For this exercise, copy each line of the records that contains the word "instance".

> **Material shown**:
- - - - -
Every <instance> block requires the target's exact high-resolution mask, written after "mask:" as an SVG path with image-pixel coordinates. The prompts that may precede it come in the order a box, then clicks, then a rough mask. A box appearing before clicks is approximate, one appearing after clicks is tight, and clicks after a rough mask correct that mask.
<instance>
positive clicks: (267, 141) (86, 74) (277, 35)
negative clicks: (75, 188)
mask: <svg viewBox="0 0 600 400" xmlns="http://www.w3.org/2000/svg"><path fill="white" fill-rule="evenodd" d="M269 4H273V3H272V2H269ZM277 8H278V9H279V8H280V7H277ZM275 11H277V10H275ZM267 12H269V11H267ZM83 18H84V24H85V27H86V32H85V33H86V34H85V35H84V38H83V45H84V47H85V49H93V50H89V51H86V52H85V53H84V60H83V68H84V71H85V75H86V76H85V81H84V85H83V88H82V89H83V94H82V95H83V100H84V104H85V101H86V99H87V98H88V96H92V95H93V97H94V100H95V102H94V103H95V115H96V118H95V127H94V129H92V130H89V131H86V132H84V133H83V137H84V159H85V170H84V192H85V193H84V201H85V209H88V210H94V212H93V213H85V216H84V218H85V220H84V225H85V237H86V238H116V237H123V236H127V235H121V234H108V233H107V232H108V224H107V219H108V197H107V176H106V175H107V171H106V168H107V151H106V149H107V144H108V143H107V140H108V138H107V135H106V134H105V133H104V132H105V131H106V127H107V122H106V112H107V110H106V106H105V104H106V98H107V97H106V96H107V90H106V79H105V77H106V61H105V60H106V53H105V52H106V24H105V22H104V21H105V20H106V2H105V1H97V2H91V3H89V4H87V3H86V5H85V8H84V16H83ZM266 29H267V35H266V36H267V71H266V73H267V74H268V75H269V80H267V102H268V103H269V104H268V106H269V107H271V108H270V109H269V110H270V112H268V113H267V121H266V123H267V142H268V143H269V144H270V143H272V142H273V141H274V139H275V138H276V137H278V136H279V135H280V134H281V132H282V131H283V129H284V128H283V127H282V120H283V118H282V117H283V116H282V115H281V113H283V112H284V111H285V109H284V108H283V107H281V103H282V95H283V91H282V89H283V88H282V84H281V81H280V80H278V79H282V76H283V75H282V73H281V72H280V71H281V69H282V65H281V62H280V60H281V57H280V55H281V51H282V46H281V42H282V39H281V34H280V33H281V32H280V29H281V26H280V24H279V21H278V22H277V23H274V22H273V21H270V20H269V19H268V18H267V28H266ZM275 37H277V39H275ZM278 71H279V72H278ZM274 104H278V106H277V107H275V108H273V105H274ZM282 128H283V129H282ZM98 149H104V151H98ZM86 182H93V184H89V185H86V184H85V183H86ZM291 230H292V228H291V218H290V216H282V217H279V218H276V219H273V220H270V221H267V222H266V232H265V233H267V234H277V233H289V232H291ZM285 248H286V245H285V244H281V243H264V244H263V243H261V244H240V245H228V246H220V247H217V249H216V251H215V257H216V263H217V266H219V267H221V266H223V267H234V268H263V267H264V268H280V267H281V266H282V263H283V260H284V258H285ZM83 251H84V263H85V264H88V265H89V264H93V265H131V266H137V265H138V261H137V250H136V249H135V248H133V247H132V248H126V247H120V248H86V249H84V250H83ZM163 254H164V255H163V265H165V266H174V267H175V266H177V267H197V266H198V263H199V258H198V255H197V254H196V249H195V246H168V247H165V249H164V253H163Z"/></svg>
- - - - -
> **Reply**:
Every <instance> block requires the target's exact high-resolution mask, written after "mask:" as an SVG path with image-pixel coordinates. The prompts that may precede it come in the order a box, then clicks, then a rough mask. A box appearing before clicks is approximate, one appearing after clicks is tight, and clicks after a rough mask correct that mask.
<instance>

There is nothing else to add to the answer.